Exercise directions: Given the records below, transcribe each of them exactly.

Data for the task:
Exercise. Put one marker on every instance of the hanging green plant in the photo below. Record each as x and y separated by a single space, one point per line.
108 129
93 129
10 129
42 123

Reply:
Exercise. Put one marker on every instance of the hanging green plant in the photo below. Record each as x and y separated by a single space, one point per line.
108 129
93 129
10 129
42 123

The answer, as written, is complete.